(Pointing records)

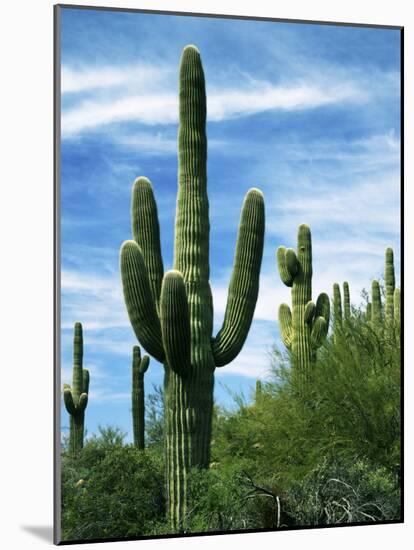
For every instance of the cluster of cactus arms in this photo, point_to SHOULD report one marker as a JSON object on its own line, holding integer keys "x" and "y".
{"x": 376, "y": 312}
{"x": 305, "y": 326}
{"x": 172, "y": 314}
{"x": 341, "y": 310}
{"x": 76, "y": 396}
{"x": 139, "y": 368}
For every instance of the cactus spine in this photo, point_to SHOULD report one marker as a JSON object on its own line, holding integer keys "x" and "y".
{"x": 172, "y": 315}
{"x": 139, "y": 368}
{"x": 304, "y": 328}
{"x": 76, "y": 396}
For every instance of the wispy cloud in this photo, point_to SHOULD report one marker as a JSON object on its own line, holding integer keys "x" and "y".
{"x": 149, "y": 105}
{"x": 85, "y": 79}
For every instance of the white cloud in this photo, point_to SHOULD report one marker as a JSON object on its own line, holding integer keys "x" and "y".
{"x": 150, "y": 105}
{"x": 93, "y": 78}
{"x": 95, "y": 300}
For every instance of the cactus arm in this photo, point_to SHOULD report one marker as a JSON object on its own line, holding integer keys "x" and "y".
{"x": 85, "y": 381}
{"x": 285, "y": 322}
{"x": 139, "y": 367}
{"x": 323, "y": 308}
{"x": 310, "y": 310}
{"x": 144, "y": 364}
{"x": 146, "y": 232}
{"x": 347, "y": 301}
{"x": 77, "y": 374}
{"x": 397, "y": 305}
{"x": 83, "y": 402}
{"x": 369, "y": 311}
{"x": 68, "y": 400}
{"x": 337, "y": 305}
{"x": 138, "y": 299}
{"x": 376, "y": 314}
{"x": 287, "y": 270}
{"x": 389, "y": 284}
{"x": 244, "y": 283}
{"x": 175, "y": 322}
{"x": 319, "y": 331}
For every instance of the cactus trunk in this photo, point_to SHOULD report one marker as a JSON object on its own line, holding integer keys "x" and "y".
{"x": 76, "y": 396}
{"x": 139, "y": 367}
{"x": 76, "y": 433}
{"x": 305, "y": 327}
{"x": 174, "y": 320}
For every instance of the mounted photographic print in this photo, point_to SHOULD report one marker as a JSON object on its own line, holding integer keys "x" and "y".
{"x": 228, "y": 274}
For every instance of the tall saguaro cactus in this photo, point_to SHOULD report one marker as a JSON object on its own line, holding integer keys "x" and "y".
{"x": 305, "y": 327}
{"x": 76, "y": 396}
{"x": 139, "y": 368}
{"x": 172, "y": 314}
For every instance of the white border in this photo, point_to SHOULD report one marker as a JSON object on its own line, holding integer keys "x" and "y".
{"x": 26, "y": 317}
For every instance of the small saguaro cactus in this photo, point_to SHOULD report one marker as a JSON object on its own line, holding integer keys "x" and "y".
{"x": 139, "y": 368}
{"x": 376, "y": 308}
{"x": 339, "y": 312}
{"x": 347, "y": 301}
{"x": 391, "y": 313}
{"x": 304, "y": 328}
{"x": 337, "y": 308}
{"x": 76, "y": 396}
{"x": 397, "y": 305}
{"x": 172, "y": 314}
{"x": 259, "y": 391}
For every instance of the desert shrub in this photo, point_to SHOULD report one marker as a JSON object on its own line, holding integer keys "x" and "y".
{"x": 111, "y": 491}
{"x": 345, "y": 493}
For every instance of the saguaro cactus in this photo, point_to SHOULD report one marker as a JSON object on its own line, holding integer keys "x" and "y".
{"x": 139, "y": 368}
{"x": 397, "y": 300}
{"x": 305, "y": 327}
{"x": 340, "y": 312}
{"x": 376, "y": 312}
{"x": 259, "y": 391}
{"x": 172, "y": 315}
{"x": 337, "y": 306}
{"x": 389, "y": 285}
{"x": 376, "y": 308}
{"x": 76, "y": 396}
{"x": 347, "y": 301}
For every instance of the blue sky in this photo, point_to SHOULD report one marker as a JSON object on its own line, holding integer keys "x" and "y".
{"x": 310, "y": 114}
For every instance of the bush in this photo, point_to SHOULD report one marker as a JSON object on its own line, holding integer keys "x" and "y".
{"x": 111, "y": 491}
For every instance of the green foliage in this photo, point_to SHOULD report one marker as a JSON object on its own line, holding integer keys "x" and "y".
{"x": 111, "y": 490}
{"x": 321, "y": 455}
{"x": 345, "y": 493}
{"x": 344, "y": 425}
{"x": 172, "y": 314}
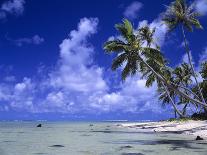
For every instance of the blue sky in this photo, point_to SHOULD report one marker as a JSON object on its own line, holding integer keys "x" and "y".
{"x": 53, "y": 66}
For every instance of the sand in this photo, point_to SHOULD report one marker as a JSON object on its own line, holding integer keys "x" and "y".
{"x": 195, "y": 128}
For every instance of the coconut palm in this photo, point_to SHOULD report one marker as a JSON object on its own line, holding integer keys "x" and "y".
{"x": 146, "y": 34}
{"x": 179, "y": 13}
{"x": 135, "y": 57}
{"x": 168, "y": 96}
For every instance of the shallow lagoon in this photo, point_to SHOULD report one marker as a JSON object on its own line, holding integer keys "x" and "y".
{"x": 81, "y": 138}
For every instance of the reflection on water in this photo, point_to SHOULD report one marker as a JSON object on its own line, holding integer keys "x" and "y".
{"x": 64, "y": 138}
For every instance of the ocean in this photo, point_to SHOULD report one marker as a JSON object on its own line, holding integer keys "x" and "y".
{"x": 91, "y": 138}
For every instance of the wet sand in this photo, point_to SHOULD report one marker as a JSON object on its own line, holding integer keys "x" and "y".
{"x": 194, "y": 128}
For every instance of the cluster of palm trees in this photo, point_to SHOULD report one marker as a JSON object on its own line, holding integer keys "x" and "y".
{"x": 138, "y": 52}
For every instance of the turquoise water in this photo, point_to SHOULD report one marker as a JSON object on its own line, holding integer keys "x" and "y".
{"x": 67, "y": 138}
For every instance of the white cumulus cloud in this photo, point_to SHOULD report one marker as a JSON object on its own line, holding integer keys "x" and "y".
{"x": 132, "y": 10}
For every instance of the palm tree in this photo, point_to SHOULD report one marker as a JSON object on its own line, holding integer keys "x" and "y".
{"x": 168, "y": 96}
{"x": 146, "y": 34}
{"x": 180, "y": 14}
{"x": 130, "y": 50}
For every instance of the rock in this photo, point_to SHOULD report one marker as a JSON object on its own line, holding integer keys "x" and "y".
{"x": 39, "y": 125}
{"x": 199, "y": 138}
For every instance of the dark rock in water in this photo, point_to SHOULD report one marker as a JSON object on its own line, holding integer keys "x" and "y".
{"x": 57, "y": 146}
{"x": 199, "y": 138}
{"x": 126, "y": 147}
{"x": 39, "y": 125}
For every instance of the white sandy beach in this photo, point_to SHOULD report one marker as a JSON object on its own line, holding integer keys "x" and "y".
{"x": 195, "y": 128}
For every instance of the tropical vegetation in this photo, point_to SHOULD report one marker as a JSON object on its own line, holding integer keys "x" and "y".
{"x": 137, "y": 51}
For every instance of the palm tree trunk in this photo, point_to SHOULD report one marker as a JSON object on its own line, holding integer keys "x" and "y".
{"x": 172, "y": 101}
{"x": 191, "y": 64}
{"x": 170, "y": 86}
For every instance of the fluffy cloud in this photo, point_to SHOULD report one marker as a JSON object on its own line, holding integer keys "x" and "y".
{"x": 14, "y": 7}
{"x": 132, "y": 10}
{"x": 35, "y": 40}
{"x": 77, "y": 85}
{"x": 201, "y": 6}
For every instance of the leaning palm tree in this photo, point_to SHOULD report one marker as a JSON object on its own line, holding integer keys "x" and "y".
{"x": 167, "y": 96}
{"x": 135, "y": 57}
{"x": 146, "y": 34}
{"x": 180, "y": 14}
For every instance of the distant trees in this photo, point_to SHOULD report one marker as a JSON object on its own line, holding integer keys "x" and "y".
{"x": 138, "y": 52}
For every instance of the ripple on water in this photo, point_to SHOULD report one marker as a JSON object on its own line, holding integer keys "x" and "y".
{"x": 57, "y": 146}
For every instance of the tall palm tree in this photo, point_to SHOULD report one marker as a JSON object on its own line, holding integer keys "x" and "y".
{"x": 146, "y": 34}
{"x": 130, "y": 50}
{"x": 179, "y": 13}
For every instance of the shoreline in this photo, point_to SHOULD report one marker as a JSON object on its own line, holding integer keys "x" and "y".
{"x": 191, "y": 127}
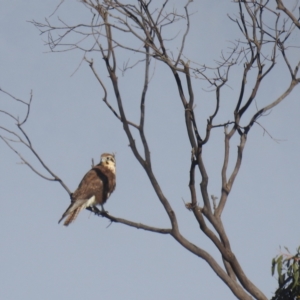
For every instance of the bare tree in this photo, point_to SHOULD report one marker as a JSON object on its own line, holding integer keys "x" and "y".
{"x": 264, "y": 41}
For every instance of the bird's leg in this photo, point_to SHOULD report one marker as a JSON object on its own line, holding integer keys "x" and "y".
{"x": 103, "y": 210}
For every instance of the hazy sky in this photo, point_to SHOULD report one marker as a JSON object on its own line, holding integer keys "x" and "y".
{"x": 69, "y": 125}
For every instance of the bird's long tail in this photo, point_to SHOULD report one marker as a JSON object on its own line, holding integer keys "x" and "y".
{"x": 73, "y": 215}
{"x": 74, "y": 209}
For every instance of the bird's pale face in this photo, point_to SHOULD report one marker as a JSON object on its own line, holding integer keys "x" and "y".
{"x": 109, "y": 162}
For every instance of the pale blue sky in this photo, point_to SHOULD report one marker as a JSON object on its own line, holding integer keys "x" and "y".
{"x": 69, "y": 125}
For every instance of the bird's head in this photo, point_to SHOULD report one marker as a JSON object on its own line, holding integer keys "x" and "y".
{"x": 109, "y": 161}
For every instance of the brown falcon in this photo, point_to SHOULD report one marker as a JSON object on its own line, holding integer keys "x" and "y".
{"x": 94, "y": 188}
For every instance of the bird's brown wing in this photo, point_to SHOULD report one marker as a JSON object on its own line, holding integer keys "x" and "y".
{"x": 90, "y": 185}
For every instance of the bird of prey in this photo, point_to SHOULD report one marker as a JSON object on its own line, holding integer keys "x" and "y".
{"x": 94, "y": 188}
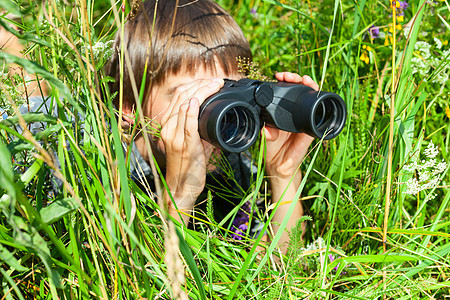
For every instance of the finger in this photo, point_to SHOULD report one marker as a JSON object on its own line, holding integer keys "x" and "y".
{"x": 178, "y": 141}
{"x": 306, "y": 80}
{"x": 180, "y": 95}
{"x": 288, "y": 77}
{"x": 270, "y": 133}
{"x": 201, "y": 89}
{"x": 191, "y": 126}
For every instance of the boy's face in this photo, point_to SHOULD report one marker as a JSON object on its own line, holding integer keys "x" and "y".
{"x": 164, "y": 96}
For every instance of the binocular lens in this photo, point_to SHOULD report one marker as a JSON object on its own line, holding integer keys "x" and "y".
{"x": 236, "y": 126}
{"x": 229, "y": 124}
{"x": 324, "y": 115}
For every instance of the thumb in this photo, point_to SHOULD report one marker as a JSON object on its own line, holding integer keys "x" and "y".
{"x": 270, "y": 133}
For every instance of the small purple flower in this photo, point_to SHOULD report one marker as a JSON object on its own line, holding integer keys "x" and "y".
{"x": 240, "y": 222}
{"x": 332, "y": 258}
{"x": 403, "y": 5}
{"x": 374, "y": 32}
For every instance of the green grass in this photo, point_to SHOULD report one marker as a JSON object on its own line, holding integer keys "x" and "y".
{"x": 367, "y": 237}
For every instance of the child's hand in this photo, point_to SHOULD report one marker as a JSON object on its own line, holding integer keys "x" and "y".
{"x": 186, "y": 154}
{"x": 286, "y": 150}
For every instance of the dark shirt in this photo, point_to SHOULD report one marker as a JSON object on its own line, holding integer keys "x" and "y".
{"x": 229, "y": 183}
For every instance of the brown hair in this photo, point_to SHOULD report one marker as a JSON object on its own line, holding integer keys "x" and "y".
{"x": 175, "y": 36}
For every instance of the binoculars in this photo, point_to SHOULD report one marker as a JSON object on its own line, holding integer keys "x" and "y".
{"x": 232, "y": 118}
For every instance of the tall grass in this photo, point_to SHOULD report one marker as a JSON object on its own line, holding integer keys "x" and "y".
{"x": 369, "y": 237}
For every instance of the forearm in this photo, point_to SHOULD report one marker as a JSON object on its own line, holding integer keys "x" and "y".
{"x": 183, "y": 208}
{"x": 280, "y": 186}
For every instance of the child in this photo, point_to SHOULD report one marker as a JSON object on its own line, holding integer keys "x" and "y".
{"x": 188, "y": 48}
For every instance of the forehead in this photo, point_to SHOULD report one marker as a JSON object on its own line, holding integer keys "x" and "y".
{"x": 174, "y": 80}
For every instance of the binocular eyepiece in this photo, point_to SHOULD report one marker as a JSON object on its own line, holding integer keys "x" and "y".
{"x": 232, "y": 118}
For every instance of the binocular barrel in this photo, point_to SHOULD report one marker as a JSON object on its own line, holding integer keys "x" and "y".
{"x": 232, "y": 118}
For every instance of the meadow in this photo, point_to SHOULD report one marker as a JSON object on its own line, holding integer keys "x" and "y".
{"x": 377, "y": 197}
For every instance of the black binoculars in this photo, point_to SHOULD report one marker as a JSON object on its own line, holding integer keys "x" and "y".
{"x": 232, "y": 118}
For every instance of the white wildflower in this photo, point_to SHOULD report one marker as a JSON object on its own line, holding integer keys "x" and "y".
{"x": 427, "y": 172}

[TASK PROMPT] Look above for the line containing "For every instance of the binocular barrel"; copy from it through the last line, exactly, and nothing more.

[RESPONSE TO THIS TASK]
For every instance of the binocular barrel in this photo, point_to SHOULD report one marker as a JSON object on its own line, holding integer keys "x" and "y".
{"x": 232, "y": 118}
For every instance of the meadow in this photo, point_to SHOULD report one marker as a JSON object on its own line, holding integer keys "x" and "y".
{"x": 377, "y": 197}
For every instance of the black binoculars in this photo, point_to SHOULD report one marker as a JSON object on its own line, holding integer keys "x" and "y".
{"x": 232, "y": 118}
For every instance of the white wildflower in this photo, point_to SHOULD report one marker as a JSON object on its own line, holding integer keys "x" and "y".
{"x": 427, "y": 172}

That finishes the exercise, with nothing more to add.